Supplied material below:

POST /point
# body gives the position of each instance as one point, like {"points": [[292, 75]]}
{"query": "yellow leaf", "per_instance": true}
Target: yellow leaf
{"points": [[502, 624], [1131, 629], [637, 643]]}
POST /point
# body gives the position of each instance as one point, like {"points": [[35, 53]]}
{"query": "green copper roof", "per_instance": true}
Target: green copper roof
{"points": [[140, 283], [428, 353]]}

End of Supplied material.
Supplied material below:

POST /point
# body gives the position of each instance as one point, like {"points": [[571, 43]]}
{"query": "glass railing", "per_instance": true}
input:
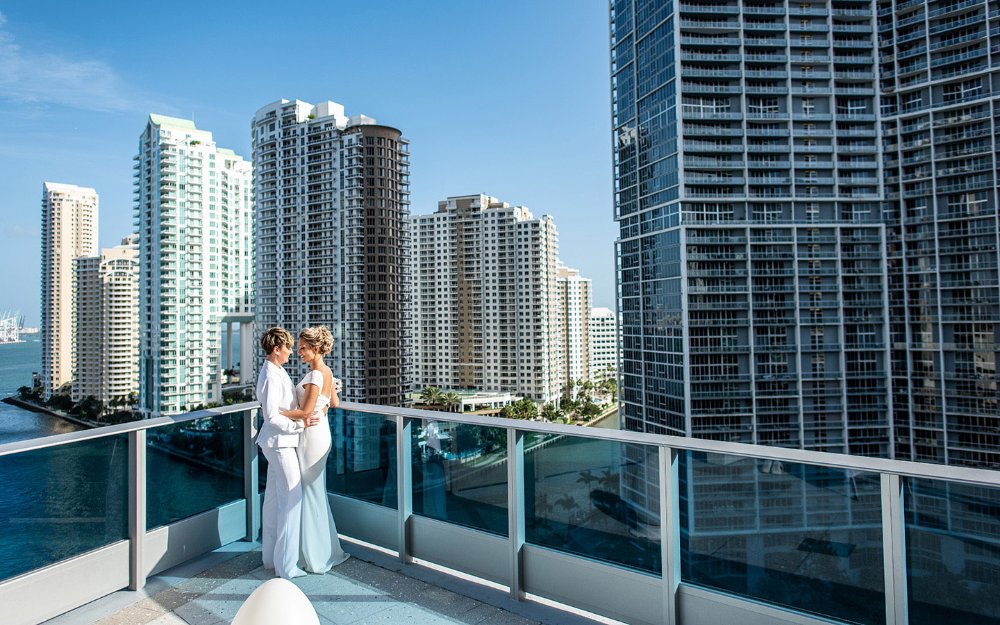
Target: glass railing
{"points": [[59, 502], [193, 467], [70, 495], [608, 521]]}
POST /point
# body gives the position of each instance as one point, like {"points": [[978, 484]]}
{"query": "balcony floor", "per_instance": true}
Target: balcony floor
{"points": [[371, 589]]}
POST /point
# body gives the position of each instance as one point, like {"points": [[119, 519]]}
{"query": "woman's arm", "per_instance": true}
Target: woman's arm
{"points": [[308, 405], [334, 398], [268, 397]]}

End of Supplied material.

Required work
The answer must consist of every line from the entries that holds the string "position".

Answer to this task
# body gives the position of each instance as one point, like {"points": [[292, 75]]}
# body gives the position of each instance as one point, like {"points": [[35, 53]]}
# body gives the position of each instance as one point, like {"points": [[571, 43]]}
# body gives the position of each instance as one point, like {"points": [[978, 484]]}
# body gives the position of each instance as one point, like {"points": [[119, 519]]}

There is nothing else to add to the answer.